- Source -

To introduce context, we can naively take the average of all the previous tokens to give some information about what came before. 
'''

In [None]:
torch.manual_seed(1337)
B, T, C = 4, 8, 2
x = torch.randn(B, T, C)
print(x.shape)

In [None]:
# We want xbow[b, t] = mean_{i<=t} x[b, i]
# X Bag of Words - term for averaging 
xbow = torch.zeros((B, T, C))
# For each batch
for b in range(B): 
    # For each token in the block 
    for t in range(T): 
        # Get the mean of all the previous tokens
        xprev = x[b, :t+1] # (t, C)
        xbow[b, t] = torch.mean(xprev, dim=0)
xbow[0], x[0]

In [None]:
# This process can be sped up w matrix multiplication
w = torch.tril(torch.ones((T, T))) # Lower triangular matrix
w = w / torch.sum(w, dim=1, keepdim=True) # Normalize

# With the lower tri matrix, we can do matrix multiplication to get the same result
# For each row i in the matmul, it takes the mean of the first i rows of x
# This matrix multiplication gives us context about the previous tokens by taking their weight sum (mean in this naive case)
print(w)
xbow2 = w @ x # (B, T, T) @ (B, T, C) = (B, T, C)
print(xbow2[0])

In [None]:
# Another way to do this 
tril = torch.tril(torch.ones((T, T)))
w = torch.zeros((T, T)) # These are our attenion weights (how much we care about each previous token) 
                        # -> allow for a weighted sum of past elements 

w = w.masked_fill(tril == 0, float('-inf')) # Replace 0 with -inf -> don't peek into the future (represented by upper tri)

w = F.softmax(w, dim=1) # Normalize -> gives us the weights for each token 
                        # (same matrix as above; weights are equal for each token since we're taking the mean)
                        # Normalizes weights to sum to 1
print(w)
xbow3 = w @ x # (B, T, T) @ (B, T, C) = (B, T, C)
print(xbow3[0])
print(torch.allclose(xbow2, xbow3))

In [None]:
# Self attention 

torch.manual_seed(1337)

- Records -
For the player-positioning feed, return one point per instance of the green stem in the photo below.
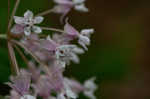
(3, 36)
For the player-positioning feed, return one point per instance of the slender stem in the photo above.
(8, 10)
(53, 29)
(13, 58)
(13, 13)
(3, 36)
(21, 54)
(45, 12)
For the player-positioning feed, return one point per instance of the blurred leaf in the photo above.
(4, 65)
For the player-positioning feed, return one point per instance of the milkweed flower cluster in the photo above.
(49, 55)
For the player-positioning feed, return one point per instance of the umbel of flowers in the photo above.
...
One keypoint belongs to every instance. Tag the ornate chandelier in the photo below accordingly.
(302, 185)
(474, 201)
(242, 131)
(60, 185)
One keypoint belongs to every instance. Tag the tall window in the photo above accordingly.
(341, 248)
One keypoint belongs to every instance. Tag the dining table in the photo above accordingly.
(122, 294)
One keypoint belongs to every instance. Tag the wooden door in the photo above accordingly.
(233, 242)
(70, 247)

- What you will do -
1 – In the notebook on averaging previous tokens, why does the line beginning "w = w.masked_fill" put negative infinity wherever the lower triangular matrix is zero? Answer in one to three sentences.
2 – Pick up the notebook on averaging previous tokens after its last line, and write the next part of its self-attention cell.

- Task answers -
1 – The zeros of the lower triangular matrix fill the upper triangle, and that part stands for future tokens. Filling those places with negative infinity keeps each token from peeking into the future.

2 –
B, T, C = 4, 8, 32 # increased channels to 32 -> each token has a 32 dim vector representation
x = torch.randn(B, T, C)

# example of single Head perform self-attention
head_size = 16

# Keys and querys are produced independently from the channels 
key = nn.Linear(C, head_size, bias=False) # 16x32
query = nn.Linear(C, head_size, bias=False) # 16x32
value = nn.Linear(C, head_size, bias=False) # 16x32

# Every token has a query and key, generated by its identity + positional encoding 
# query - what am i looking for? i.e. i'm looking for previous vowels 
# key - what do i contain? i.e. i'm a constant in the beginning of the block 
# value - the thing that gets weighted sum and moves on in the calculation 
# If query/key are aligned, then we will have a high dot product 
k = key(x) # (B, T, head_size)
q = query(x) # (B, T, head_size)
v = value(x) # (B, T, head_size) 

w = q @ k.transpose(-2, -1) # (B, T, head_size) @ (B, head_size, T) = (B, T, T)
w = w / np.sqrt(head_size) # Normalize -> want to make numbers smaller so softmax doesn't sharpen to 0 or 1 (becomes OHE)
tril = torch.tril(torch.ones((T, T)))
w = w.masked_fill(tril == 0, float('-inf')) # Replace 0 with -inf -> don't peek into the future (represented by upper tri)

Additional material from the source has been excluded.